[Stated task]:
Copy each of the following lines word for word, keeping them in the same order.

[Given entries]:
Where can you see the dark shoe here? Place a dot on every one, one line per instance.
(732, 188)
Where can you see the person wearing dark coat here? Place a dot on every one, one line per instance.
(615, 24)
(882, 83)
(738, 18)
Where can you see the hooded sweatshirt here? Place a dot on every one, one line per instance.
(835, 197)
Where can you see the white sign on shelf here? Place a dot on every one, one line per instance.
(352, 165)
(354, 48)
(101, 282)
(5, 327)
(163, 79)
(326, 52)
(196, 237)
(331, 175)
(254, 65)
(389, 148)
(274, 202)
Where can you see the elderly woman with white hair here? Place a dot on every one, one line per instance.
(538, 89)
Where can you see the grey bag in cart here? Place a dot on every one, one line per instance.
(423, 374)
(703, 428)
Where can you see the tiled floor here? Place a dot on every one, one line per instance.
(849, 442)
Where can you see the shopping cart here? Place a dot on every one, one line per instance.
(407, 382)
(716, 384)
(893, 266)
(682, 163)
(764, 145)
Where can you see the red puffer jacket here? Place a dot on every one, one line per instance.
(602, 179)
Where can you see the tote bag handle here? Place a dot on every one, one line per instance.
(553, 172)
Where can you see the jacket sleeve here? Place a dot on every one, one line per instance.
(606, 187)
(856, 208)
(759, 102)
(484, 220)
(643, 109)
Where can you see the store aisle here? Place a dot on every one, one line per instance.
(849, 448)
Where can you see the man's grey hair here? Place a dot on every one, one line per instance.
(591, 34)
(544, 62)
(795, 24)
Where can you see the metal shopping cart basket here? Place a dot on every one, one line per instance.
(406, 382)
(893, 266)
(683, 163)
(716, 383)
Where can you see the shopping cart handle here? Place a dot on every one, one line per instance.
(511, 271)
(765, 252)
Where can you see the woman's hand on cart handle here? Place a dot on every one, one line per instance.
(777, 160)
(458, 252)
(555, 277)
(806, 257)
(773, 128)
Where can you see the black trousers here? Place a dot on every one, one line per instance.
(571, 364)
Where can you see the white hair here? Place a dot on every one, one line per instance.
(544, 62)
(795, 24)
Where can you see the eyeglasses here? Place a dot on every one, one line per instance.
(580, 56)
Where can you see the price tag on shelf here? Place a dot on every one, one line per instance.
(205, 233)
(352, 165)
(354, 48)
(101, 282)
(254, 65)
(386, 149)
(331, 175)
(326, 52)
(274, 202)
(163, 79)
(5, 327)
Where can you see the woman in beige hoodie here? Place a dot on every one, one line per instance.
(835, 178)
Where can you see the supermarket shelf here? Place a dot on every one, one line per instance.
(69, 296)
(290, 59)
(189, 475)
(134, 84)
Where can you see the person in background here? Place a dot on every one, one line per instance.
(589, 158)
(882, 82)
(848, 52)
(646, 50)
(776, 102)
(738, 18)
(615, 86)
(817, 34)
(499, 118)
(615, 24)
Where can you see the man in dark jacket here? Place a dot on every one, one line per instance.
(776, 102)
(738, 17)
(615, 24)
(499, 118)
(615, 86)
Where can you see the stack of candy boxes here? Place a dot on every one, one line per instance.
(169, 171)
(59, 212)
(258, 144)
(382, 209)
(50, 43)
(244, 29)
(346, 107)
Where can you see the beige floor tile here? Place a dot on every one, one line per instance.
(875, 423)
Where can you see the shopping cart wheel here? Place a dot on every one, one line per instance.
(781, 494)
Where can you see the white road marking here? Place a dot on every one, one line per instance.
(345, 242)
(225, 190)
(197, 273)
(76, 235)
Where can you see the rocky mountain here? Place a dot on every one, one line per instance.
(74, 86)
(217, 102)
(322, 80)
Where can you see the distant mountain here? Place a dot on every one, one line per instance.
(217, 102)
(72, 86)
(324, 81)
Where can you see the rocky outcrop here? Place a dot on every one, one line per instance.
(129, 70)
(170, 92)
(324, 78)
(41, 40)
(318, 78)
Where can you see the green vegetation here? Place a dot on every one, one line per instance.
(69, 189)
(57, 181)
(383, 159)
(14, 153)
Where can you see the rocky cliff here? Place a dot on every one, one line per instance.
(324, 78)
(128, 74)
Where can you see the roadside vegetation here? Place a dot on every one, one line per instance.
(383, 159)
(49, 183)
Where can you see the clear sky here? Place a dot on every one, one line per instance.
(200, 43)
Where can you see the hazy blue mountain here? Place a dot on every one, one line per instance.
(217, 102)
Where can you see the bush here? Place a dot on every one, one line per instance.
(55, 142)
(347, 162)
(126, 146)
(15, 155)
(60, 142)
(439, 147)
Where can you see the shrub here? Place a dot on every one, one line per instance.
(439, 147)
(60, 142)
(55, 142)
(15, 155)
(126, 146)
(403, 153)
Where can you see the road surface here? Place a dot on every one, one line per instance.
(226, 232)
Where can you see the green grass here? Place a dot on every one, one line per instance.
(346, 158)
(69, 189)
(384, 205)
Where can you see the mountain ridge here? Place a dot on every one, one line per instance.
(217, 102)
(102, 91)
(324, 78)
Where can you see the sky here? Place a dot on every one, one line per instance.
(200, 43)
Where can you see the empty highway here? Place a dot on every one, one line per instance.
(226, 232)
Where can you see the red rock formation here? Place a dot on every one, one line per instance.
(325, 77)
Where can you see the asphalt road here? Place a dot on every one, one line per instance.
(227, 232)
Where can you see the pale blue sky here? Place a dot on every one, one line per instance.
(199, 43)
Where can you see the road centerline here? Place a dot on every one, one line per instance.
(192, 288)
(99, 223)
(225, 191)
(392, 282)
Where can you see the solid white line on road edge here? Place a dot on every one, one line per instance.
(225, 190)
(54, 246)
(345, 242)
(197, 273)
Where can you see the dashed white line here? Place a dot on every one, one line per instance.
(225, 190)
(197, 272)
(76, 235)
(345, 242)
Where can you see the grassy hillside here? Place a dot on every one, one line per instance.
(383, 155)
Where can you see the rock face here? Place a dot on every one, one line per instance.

[Written reply]:
Where can you see the dark shoe here? Place a dot on every one, one line per instance.
(732, 188)
Where can you see the person wearing dark coat here? Place a dot on every one, one line per instance.
(615, 24)
(882, 83)
(738, 18)
Where can you see the hooded sweatshirt here? Place a dot on every one, one line per instance.
(835, 197)
Where can you see the white sign on shelf here? Place a dot on every one, one line per instance.
(352, 165)
(354, 48)
(101, 282)
(5, 327)
(163, 79)
(326, 52)
(196, 237)
(331, 175)
(254, 65)
(389, 148)
(274, 202)
Where can you see the elderly woman with white hair here? Place a dot on every one, one line per instance.
(538, 89)
Where can you see the grey bag in cart here? Place a dot on every one, one line per instance.
(423, 374)
(703, 428)
Where can you see the tiled floor here? Place a dot on every one, one line per instance.
(849, 442)
Where can you see the shopping cart here? Place a dot on every one, one line per instance.
(407, 382)
(716, 384)
(893, 266)
(682, 163)
(764, 145)
Where can you see the red puffer jacket here? Place a dot on every one, one line per instance.
(602, 179)
Where can you see the tote bag handle here? Place a dot on every one, one line per instance.
(553, 172)
Where can you see the jacket sleeve here? Place a dot on every one, one line per instance.
(606, 187)
(856, 208)
(759, 102)
(484, 220)
(643, 109)
Where can you see the store aisle here? Place a dot on every one, one line per instance.
(849, 448)
Where can you see the man's grey hair here? Place a dot on every one, one line per instance.
(591, 34)
(544, 62)
(795, 24)
Where can you see the metal shopping cart basket here? Place a dot on every one, one line per instance.
(406, 382)
(893, 266)
(683, 163)
(716, 383)
Where can you see the shopping cart handle here? Place a dot on every one, one line per instance.
(511, 271)
(765, 252)
Where can you see the woman's hand on cart handle here? Place a dot on every one, one line per instance.
(777, 160)
(458, 252)
(555, 277)
(806, 257)
(773, 128)
Where can you see the black trousers here? Place a dot on every one, one line per instance.
(571, 364)
Where can you see the white hair here? Place a dot on every one, one line per instance.
(544, 62)
(795, 24)
Where can you see the eyeglasses here? Place a dot on every one, one line per instance.
(580, 56)
Where can you see the price tag on shelf here? Place a dot on every one, one line per instance.
(205, 233)
(352, 165)
(354, 48)
(101, 282)
(254, 65)
(386, 149)
(331, 175)
(326, 52)
(274, 202)
(163, 79)
(5, 327)
Where can you see the woman in beige hoodie here? Place a dot on every one, one line per instance.
(835, 178)
Where can you see the supermarket shelf here? Place a dot on every one, one line per instance.
(69, 296)
(290, 59)
(189, 475)
(134, 84)
Where can you see the person in background here? Place a dot on every one, one line per instance.
(589, 158)
(882, 82)
(848, 52)
(646, 50)
(776, 102)
(738, 18)
(615, 86)
(817, 34)
(499, 118)
(615, 24)
Where can you see the man in dark jacket here? Place a dot on every one, one line per instance.
(776, 102)
(738, 17)
(615, 24)
(499, 118)
(615, 86)
Where can you see the stack of candy boxes here? Place a dot on every one, one line per instance.
(169, 171)
(59, 212)
(258, 144)
(382, 209)
(50, 43)
(244, 29)
(346, 107)
Where can you see the beige floor tile here? Place a dot on every one, one line per instance.
(875, 423)
Where can you see the shopping cart wheel here? Place a dot on every one, one line per instance.
(781, 494)
Where can you see the white road marking here? Place a dot on every one, one line per instance.
(345, 242)
(225, 190)
(197, 273)
(76, 235)
Where can you see the rocky mountain here? Place a dot on every one, one line per instance.
(74, 86)
(217, 102)
(322, 80)
Where can you see the distant mountain here? Place a dot on every one, one line per instance.
(217, 102)
(72, 86)
(324, 81)
Where can you see the rocky outcrop here? Place a dot on every one, one line per instance.
(129, 70)
(170, 92)
(324, 78)
(41, 40)
(318, 78)
Where can you see the green vegetation here? Place a dot on every one, one line per instance.
(69, 189)
(57, 181)
(383, 159)
(14, 153)
Where can you see the rocky cliff here? Place a dot on every one, one line per instance.
(324, 78)
(128, 74)
Where can you see the roadside vegetation here? Place a dot on every one, one line per instance.
(383, 159)
(49, 183)
Where can you see the clear sky here? Place a dot on every one, one line per instance.
(200, 43)
Where can you see the hazy blue mountain here? Place a dot on every one, one line per instance.
(217, 102)
Where can you see the bush here? Place a dot on every one, one line per instance.
(55, 142)
(347, 162)
(126, 146)
(15, 155)
(60, 142)
(439, 147)
Where can you see the shrub here? Place a dot on every one, one line per instance.
(439, 147)
(60, 142)
(55, 142)
(15, 155)
(126, 146)
(403, 153)
Where can you see the road surface here? Place a dot on every one, one line per instance.
(226, 232)
Where can you see the green grass here? Place a dot on every one, one line per instance.
(346, 158)
(69, 189)
(384, 205)
Where can you see the mountain ridge here? Place a dot on every one, one line per instance.
(217, 102)
(102, 91)
(324, 78)
Where can you see the sky here? Place a dot on every one, one line per instance.
(200, 43)
Where can you see the empty highway here? Place a dot on every one, one line per instance.
(226, 232)
Where can you see the red rock formation here? Place a dot on every one, one line per instance.
(325, 77)
Where can you see the asphalt road here? Place a dot on every one, one line per instance.
(227, 232)
Where can you see the pale blue sky here? Place a dot on every one, one line per instance.
(199, 43)
Where can you see the road centerline here? Place a dot on every one, one line per instance.
(192, 288)
(99, 223)
(225, 191)
(392, 282)
Where can you see the solid white line on road edge here? Place a dot on every one, one line per instance.
(225, 190)
(54, 246)
(345, 242)
(197, 273)
Where can you see the dashed white line here? Place a dot on every one, one line per instance.
(225, 190)
(197, 272)
(76, 235)
(345, 242)
Where can you see the grassy hillside here? Place a dot on every one, one line per instance.
(383, 155)
Where can you see the rock face here? Place a dot on every one, one line per instance.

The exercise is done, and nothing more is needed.